INSTRUCTION: Reproduce the records below exactly as they appear.

------ SUPPLIED RECORDS ------

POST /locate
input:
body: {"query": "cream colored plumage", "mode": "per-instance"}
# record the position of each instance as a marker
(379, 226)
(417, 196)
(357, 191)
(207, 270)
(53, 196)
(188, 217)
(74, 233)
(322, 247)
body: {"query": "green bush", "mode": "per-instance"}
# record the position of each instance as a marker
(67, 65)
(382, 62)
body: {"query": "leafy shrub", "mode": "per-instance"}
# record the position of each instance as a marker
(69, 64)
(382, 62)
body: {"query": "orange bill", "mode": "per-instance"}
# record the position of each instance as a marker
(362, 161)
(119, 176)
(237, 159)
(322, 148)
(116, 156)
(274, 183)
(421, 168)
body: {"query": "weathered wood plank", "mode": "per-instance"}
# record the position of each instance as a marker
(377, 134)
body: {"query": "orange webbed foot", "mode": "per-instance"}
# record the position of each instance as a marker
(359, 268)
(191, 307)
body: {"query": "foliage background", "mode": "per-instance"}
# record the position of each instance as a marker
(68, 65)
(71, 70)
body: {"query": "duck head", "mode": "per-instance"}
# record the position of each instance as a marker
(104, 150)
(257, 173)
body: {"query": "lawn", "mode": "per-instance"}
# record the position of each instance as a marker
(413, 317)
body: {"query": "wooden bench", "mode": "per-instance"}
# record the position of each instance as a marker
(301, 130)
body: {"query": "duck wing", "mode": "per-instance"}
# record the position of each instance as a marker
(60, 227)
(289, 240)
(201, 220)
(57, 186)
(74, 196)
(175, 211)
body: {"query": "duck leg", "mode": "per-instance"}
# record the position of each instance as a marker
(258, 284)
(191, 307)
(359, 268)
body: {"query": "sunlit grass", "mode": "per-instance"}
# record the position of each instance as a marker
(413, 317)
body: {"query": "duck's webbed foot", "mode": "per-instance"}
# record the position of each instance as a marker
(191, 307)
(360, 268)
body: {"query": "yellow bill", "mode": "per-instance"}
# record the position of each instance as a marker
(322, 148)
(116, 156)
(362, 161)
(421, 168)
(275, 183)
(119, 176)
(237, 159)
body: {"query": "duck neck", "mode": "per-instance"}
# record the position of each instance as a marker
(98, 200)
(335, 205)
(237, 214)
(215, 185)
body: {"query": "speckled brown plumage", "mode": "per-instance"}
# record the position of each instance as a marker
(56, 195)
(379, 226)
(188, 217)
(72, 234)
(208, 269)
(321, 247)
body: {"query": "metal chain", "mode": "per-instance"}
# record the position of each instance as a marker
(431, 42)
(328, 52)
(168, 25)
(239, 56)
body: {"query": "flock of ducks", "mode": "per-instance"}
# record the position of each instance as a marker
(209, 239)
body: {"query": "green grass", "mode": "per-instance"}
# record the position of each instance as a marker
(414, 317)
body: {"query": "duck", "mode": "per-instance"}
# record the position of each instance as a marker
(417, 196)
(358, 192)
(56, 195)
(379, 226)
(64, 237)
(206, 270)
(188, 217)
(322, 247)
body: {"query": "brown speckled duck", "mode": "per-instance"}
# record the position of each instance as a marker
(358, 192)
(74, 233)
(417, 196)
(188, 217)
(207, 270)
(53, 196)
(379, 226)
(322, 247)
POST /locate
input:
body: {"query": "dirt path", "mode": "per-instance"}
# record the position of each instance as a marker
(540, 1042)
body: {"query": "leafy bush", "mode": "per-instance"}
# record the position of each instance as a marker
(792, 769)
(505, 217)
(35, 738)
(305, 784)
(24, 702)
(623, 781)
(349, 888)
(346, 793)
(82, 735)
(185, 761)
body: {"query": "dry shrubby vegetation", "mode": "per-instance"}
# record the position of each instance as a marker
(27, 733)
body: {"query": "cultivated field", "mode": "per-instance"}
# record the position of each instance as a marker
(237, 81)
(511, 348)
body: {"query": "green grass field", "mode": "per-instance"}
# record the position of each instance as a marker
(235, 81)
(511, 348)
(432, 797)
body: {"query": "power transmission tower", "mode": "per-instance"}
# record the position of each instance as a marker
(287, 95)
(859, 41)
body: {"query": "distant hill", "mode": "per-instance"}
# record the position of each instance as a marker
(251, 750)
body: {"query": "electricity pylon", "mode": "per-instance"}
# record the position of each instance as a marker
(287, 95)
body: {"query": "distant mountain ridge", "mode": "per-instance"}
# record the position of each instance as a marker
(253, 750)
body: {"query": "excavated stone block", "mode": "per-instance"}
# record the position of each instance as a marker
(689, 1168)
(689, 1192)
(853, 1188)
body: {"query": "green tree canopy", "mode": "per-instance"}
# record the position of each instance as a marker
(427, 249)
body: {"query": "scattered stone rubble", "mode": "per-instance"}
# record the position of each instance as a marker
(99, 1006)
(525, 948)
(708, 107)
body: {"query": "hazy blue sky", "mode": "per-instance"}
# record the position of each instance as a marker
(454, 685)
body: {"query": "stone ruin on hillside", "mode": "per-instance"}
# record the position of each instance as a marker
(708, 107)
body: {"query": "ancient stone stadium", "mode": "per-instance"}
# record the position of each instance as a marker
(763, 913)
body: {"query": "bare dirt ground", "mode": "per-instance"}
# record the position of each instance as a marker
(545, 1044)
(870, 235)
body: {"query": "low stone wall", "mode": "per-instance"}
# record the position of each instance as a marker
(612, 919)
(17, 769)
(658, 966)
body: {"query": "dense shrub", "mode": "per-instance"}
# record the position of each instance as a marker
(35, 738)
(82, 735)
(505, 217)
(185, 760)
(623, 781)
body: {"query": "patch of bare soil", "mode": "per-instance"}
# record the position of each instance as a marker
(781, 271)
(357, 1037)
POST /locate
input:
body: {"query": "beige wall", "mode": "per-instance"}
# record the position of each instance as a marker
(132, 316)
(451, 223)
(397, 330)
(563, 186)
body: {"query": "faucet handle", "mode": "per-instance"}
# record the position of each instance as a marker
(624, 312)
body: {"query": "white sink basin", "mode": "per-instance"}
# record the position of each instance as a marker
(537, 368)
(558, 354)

------

FULL ANSWER:
POST /locate
input:
body: {"query": "cream colored plumage", "mode": "per-instance"}
# record the position of each instance as a marker
(379, 226)
(417, 196)
(357, 191)
(207, 270)
(53, 196)
(188, 217)
(74, 233)
(322, 247)
body: {"query": "green bush", "mode": "per-instance"}
# record the position of each instance as a marker
(67, 65)
(382, 62)
body: {"query": "leafy shrub", "mode": "per-instance"}
# record the position of each instance as a marker
(69, 64)
(382, 62)
body: {"query": "orange bill", "mode": "per-instance"}
# record the position of each instance as a marker
(362, 161)
(119, 176)
(237, 159)
(322, 148)
(116, 156)
(274, 183)
(421, 168)
body: {"query": "weathered wood plank", "mode": "per-instance"}
# record the position of each instance as a marker
(377, 134)
body: {"query": "orange webbed foot", "mode": "per-instance"}
# record the position of each instance as a marker
(359, 268)
(191, 307)
body: {"query": "foliage background", "mode": "per-instance"}
# record the position of each instance as a marker
(68, 65)
(71, 70)
body: {"query": "duck head", "mode": "per-instance"}
# record the position of each instance as a marker
(104, 150)
(257, 173)
body: {"query": "lawn", "mode": "per-instance"}
# record the position of each instance as a marker
(413, 317)
body: {"query": "wooden bench", "mode": "per-instance"}
# record the position of each instance as a marker
(301, 130)
body: {"query": "duck wing", "mode": "per-instance"}
# record the position of each instance as a marker
(60, 227)
(289, 240)
(201, 220)
(57, 186)
(74, 196)
(175, 211)
body: {"query": "duck leg", "mode": "per-instance"}
# record the position of each instance as a marker
(258, 284)
(191, 307)
(359, 268)
body: {"query": "sunlit grass", "mode": "per-instance"}
# record the position of each instance as a marker
(413, 317)
body: {"query": "duck's webbed foot", "mode": "per-instance"}
# record the position of each instance as a marker
(191, 307)
(360, 268)
body: {"query": "yellow bill", "mode": "per-instance"}
# record the position of each instance as a marker
(322, 148)
(116, 156)
(362, 161)
(421, 168)
(275, 183)
(119, 176)
(237, 159)
body: {"query": "duck neck", "mode": "per-instance"}
# record the position of each instance as a marker
(98, 200)
(335, 205)
(237, 214)
(215, 185)
body: {"query": "speckled brown plumage", "mode": "per-instance"}
# record the position of each instance as a marker
(56, 195)
(379, 226)
(188, 217)
(72, 234)
(208, 269)
(321, 247)
body: {"query": "metal chain", "mode": "per-instance"}
# record the position of each instance as a marker
(431, 42)
(328, 52)
(168, 25)
(239, 56)
body: {"query": "flock of ducks", "mode": "per-instance"}
# record the position of each instance as a marker
(209, 239)
body: {"query": "green grass", "mode": "per-instance"}
# record the position of each instance as a marker
(414, 317)
body: {"query": "duck", "mode": "per-instance"}
# record the position of each instance as a marker
(417, 196)
(358, 192)
(56, 195)
(379, 226)
(64, 237)
(206, 270)
(188, 217)
(322, 247)
body: {"query": "brown speckled duck", "mode": "per-instance"}
# record the position of each instance as a marker
(358, 192)
(74, 233)
(417, 196)
(188, 217)
(207, 270)
(53, 196)
(379, 226)
(322, 247)
POST /locate
input:
body: {"query": "dirt path", "mode": "per-instance"}
# record the position of each instance as a marker
(540, 1042)
body: {"query": "leafy bush", "mode": "per-instance"}
# record the position of each instance as a marker
(792, 769)
(505, 217)
(35, 738)
(305, 784)
(24, 702)
(623, 781)
(349, 888)
(346, 793)
(82, 735)
(185, 761)
body: {"query": "dry shrubby vegetation", "mode": "per-instance"}
# record the position of each instance as a marker
(27, 733)
body: {"query": "cultivated field", "mode": "per-instance"}
# record the position of each instance as a marker
(237, 81)
(511, 348)
body: {"query": "green grass field", "mode": "per-instance"}
# record the position of each instance as a marker
(235, 81)
(511, 348)
(432, 797)
body: {"query": "power transmission tower", "mode": "per-instance"}
# record the position of each instance as a marker
(287, 95)
(859, 41)
body: {"query": "distant hill", "mode": "per-instance"}
# record the position of each instance as a marker
(251, 750)
body: {"query": "electricity pylon", "mode": "per-instance"}
# record the position of each instance as a marker
(287, 95)
body: {"query": "distant mountain ridge", "mode": "per-instance"}
# record the position of each instance as a marker
(253, 750)
body: {"query": "excavated stone block", "mode": "per-instance"}
# record the position of each instance as a marker
(689, 1168)
(689, 1192)
(853, 1188)
body: {"query": "green tree canopy", "mode": "per-instance"}
# record the position of each instance as a marker
(427, 249)
body: {"query": "scattered stone rubble", "mode": "per-instance"}
# record the position of each instance as a marker
(99, 1006)
(525, 948)
(708, 107)
body: {"query": "hazy blue sky", "mode": "per-instance"}
# record the position of each instance as a marker
(454, 685)
body: {"query": "stone ruin on hillside", "mode": "per-instance"}
# record the position of each instance as a marker
(708, 107)
body: {"query": "ancient stone stadium", "mode": "per-instance"}
# record the position of each instance as a marker
(763, 913)
body: {"query": "bare dirt ground", "mode": "per-instance"}
# record the position of each instance as a marker
(545, 1044)
(870, 235)
body: {"query": "low stone wall", "mode": "per-instance"}
# record the position of each instance as a marker
(612, 919)
(17, 769)
(658, 966)
body: {"query": "dense shrub", "mode": "per-instance"}
# record the position of each instance as a marker
(35, 738)
(82, 735)
(505, 217)
(185, 760)
(623, 781)
body: {"query": "patch of bare soil", "mode": "per-instance"}
# record the position of each instance as a marker
(781, 271)
(357, 1037)
POST /locate
input:
body: {"query": "beige wall", "mode": "per-instance"}
# record the position of each instance as a marker
(132, 316)
(451, 223)
(397, 330)
(563, 186)
body: {"query": "faucet handle", "mode": "per-instance"}
# record the position of each instance as a marker
(624, 312)
body: {"query": "white sink basin", "mode": "per-instance"}
# record the position of each instance as a marker
(537, 368)
(558, 354)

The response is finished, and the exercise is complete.